Can you switch every "pick out" in the rows below to "choose" and leave everything else unchanged? Omit the pictures from your answer.

[start Records to use]

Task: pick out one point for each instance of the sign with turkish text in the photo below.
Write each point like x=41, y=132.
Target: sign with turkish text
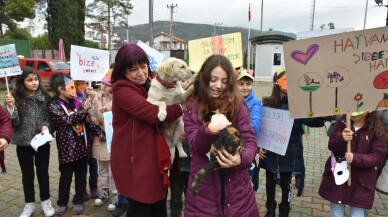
x=228, y=45
x=9, y=64
x=337, y=74
x=88, y=64
x=154, y=56
x=275, y=130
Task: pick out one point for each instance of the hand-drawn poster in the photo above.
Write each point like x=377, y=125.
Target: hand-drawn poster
x=275, y=130
x=229, y=45
x=108, y=126
x=338, y=74
x=9, y=64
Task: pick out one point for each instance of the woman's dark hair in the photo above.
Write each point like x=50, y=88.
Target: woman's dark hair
x=127, y=56
x=275, y=99
x=229, y=100
x=376, y=123
x=56, y=81
x=20, y=93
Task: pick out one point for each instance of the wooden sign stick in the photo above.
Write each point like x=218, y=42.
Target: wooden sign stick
x=349, y=149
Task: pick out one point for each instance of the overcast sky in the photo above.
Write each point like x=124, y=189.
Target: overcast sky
x=289, y=16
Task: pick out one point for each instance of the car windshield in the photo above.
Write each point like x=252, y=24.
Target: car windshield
x=58, y=65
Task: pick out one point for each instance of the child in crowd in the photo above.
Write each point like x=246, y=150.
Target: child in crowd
x=5, y=135
x=27, y=106
x=368, y=136
x=293, y=160
x=81, y=91
x=72, y=136
x=244, y=85
x=226, y=191
x=96, y=104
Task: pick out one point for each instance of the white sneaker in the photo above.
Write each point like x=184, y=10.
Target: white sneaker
x=28, y=210
x=47, y=208
x=114, y=203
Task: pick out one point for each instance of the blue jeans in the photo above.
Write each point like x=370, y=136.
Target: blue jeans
x=338, y=210
x=93, y=168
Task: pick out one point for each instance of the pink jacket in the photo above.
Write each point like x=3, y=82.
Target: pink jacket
x=239, y=196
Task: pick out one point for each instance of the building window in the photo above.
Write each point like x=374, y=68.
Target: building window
x=277, y=59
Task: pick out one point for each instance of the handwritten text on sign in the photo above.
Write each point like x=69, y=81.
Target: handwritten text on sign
x=337, y=74
x=9, y=64
x=275, y=131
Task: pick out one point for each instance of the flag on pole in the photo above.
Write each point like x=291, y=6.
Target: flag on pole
x=249, y=13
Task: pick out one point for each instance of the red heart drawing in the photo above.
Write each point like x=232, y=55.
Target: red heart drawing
x=304, y=57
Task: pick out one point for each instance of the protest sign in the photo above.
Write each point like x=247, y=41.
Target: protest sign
x=337, y=74
x=275, y=130
x=154, y=56
x=229, y=45
x=88, y=64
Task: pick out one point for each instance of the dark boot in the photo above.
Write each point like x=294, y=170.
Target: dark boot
x=284, y=210
x=271, y=207
x=93, y=188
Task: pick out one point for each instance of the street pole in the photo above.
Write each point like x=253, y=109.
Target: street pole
x=171, y=7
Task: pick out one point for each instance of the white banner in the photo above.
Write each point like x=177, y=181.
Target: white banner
x=275, y=131
x=88, y=64
x=154, y=56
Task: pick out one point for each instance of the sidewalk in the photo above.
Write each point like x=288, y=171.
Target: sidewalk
x=309, y=204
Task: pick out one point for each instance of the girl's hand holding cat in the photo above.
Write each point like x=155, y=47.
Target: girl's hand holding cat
x=227, y=160
x=219, y=122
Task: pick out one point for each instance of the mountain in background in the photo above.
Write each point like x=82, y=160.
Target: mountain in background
x=190, y=31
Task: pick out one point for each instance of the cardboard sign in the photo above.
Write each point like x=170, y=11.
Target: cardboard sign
x=275, y=130
x=337, y=74
x=88, y=64
x=9, y=64
x=154, y=56
x=229, y=45
x=108, y=126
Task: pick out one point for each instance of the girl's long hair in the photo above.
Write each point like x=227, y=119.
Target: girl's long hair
x=376, y=123
x=20, y=93
x=229, y=100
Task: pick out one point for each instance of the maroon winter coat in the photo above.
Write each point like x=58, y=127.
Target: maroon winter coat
x=368, y=153
x=133, y=157
x=239, y=196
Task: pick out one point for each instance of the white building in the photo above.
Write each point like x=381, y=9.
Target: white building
x=162, y=42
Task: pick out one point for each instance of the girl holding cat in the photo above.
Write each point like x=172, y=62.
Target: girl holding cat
x=226, y=191
x=368, y=136
x=73, y=125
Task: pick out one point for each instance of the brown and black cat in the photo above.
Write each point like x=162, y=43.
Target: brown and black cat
x=230, y=139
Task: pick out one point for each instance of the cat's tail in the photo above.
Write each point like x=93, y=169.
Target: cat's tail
x=202, y=173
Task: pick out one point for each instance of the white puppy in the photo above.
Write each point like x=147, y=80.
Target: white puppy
x=166, y=90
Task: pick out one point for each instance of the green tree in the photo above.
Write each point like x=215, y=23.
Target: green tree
x=106, y=15
x=18, y=33
x=91, y=44
x=12, y=11
x=66, y=20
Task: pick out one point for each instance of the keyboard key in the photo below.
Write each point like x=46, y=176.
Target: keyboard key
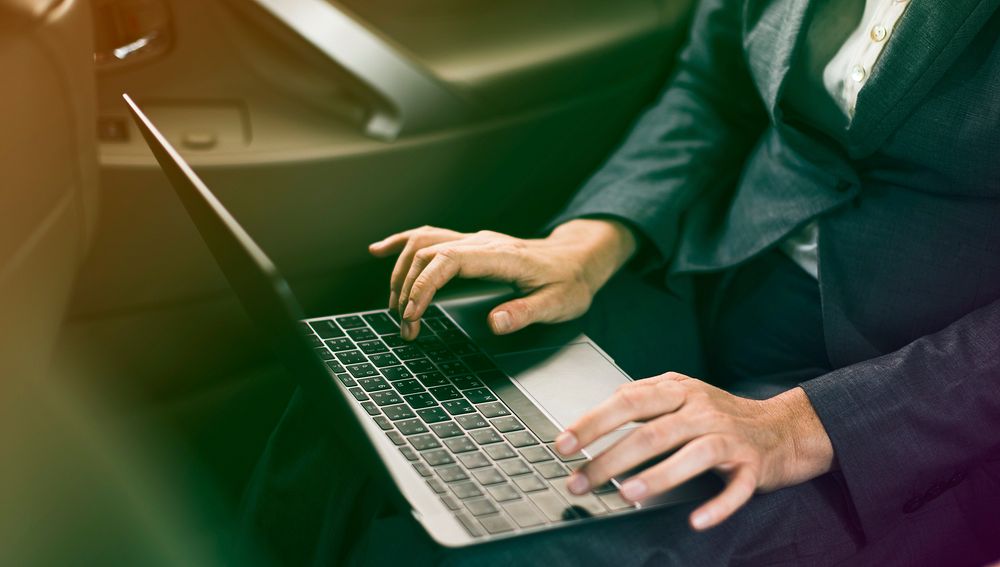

[end Records to use]

■ **Full answer**:
Task: choose one point for each instance of the sign with turkish text in the photo below.
Write each point like x=41, y=132.
Target: sign with turkish text
x=228, y=45
x=9, y=64
x=337, y=74
x=88, y=64
x=154, y=56
x=275, y=130
Task: choose one point for each instance of the hand-drawn poster in the photo above.
Write each point like x=377, y=125.
Target: hand-drawn poster
x=275, y=130
x=229, y=45
x=108, y=126
x=338, y=74
x=9, y=64
Task: choose one point for each instance of the woman's dark hair in the photo above.
Write each point like x=50, y=88.
Target: woman's dark hair
x=127, y=56
x=275, y=99
x=229, y=100
x=376, y=123
x=56, y=81
x=20, y=93
Task: choose one point for each instance of the wooden sign stick in the photo above.
Write each point like x=218, y=42.
Target: wooden sign stick
x=349, y=149
Task: choose one point for each instance of the overcast sky in the photo above.
Write each point like x=124, y=189.
Target: overcast sky
x=289, y=16
Task: choose one point for each instance of the car windshield in the photo above.
Write each point like x=252, y=24.
Target: car windshield
x=58, y=65
Task: choose one point for each instance of the child in crowd in the photo above.
Write each point like x=246, y=150.
Target: child in crowd
x=5, y=135
x=27, y=106
x=368, y=136
x=293, y=160
x=81, y=91
x=72, y=136
x=244, y=85
x=226, y=191
x=96, y=104
Task: choose one point for each instance of the white sneaker in the photo above.
Write each point like x=184, y=10.
Target: white sneaker
x=28, y=210
x=47, y=208
x=114, y=203
Task: choose one point for each instance of the blue jeans in the photo above.
Write each point like x=370, y=136.
Target: blue jeans
x=338, y=210
x=93, y=168
Task: choose one point for each instance of the pink jacket in the photo above.
Write each point like x=3, y=82.
Target: pink jacket
x=239, y=196
Task: choose one point for each instance of the building window in the photo above.
Write each point like x=374, y=68.
Target: building window
x=277, y=59
Task: choose one point for each instance of the handwritten text on sign in the photo above.
Write each point like x=69, y=81.
Target: handwritten text on sign
x=337, y=74
x=9, y=64
x=275, y=131
Task: choose one point for each instance of the flag on pole in the photo above.
Write each point like x=291, y=6.
Target: flag on pole
x=249, y=13
Task: choose one point for each instance of the red heart drawing in the photo above.
Write each point like x=232, y=55.
Target: red heart drawing
x=304, y=57
Task: choose one point for each instance of the protest sign in the photo above.
Write each point like x=247, y=41.
Target: protest sign
x=337, y=74
x=275, y=130
x=154, y=56
x=229, y=45
x=88, y=64
Task: choose one point for each instance of the dark boot in the photo above.
Write each point like x=294, y=170.
Target: dark boot
x=284, y=210
x=271, y=207
x=93, y=188
Task: choose one point for each instance of the street pole in the photo above.
Write each point like x=253, y=109.
Target: street pole
x=171, y=7
Task: choose one point for each instance of the white banner in the photo above.
Write each point like x=177, y=181.
Target: white banner
x=275, y=131
x=88, y=64
x=154, y=56
Task: choose one point for each instance of the sidewalk in the photo above.
Write each point like x=288, y=171.
Target: sidewalk
x=309, y=204
Task: choose one point for each instance of the girl's hand holding cat in the photo above.
Write each point like x=155, y=47.
Target: girl's hand holding cat
x=227, y=160
x=219, y=122
Task: choose one point for each instance of the mountain in background in the photo above.
Write each point like x=82, y=160.
Target: mountain in background
x=190, y=31
Task: choose one point for each instance of the cardboard sign in the photo above.
Write each point like x=170, y=11.
Target: cardboard sign
x=275, y=130
x=337, y=74
x=88, y=64
x=9, y=64
x=154, y=56
x=229, y=45
x=108, y=126
Task: choose one point for each instance of the girl's long hair in the photo above.
Write each point like x=227, y=119.
Target: girl's long hair
x=376, y=123
x=20, y=93
x=229, y=100
Task: choose one point for each instance of the maroon winter coat in the photo above.
Write each point like x=58, y=127.
Target: maroon winter coat
x=368, y=153
x=133, y=157
x=239, y=196
Task: choose one point for each instance of the white building in the photo above.
Write each point like x=381, y=9.
Target: white building
x=162, y=42
Task: choose one point for each instance of the girl holding cat in the photo above.
Write each point like x=172, y=62.
Target: girl holding cat
x=226, y=191
x=368, y=136
x=73, y=125
Task: choose one point for each instance of the brown and black cat in the photo above.
Write each point like x=162, y=43.
Target: brown and black cat
x=230, y=139
Task: choose one point for each instance of the cat's tail in the photo above.
Write each point like x=93, y=169.
Target: cat's tail
x=202, y=173
Task: choose one point for each instance of the white puppy in the photo above.
Write each point like x=147, y=80.
Target: white puppy
x=166, y=90
Task: choose one point for each instance of the green tree in the photo above.
Write each point like x=215, y=23.
Target: green tree
x=106, y=15
x=18, y=33
x=91, y=44
x=12, y=11
x=66, y=20
Task: choose one point for each instance of the keyboard key in the photo below.
Write each point like x=46, y=176.
Target: keyboard key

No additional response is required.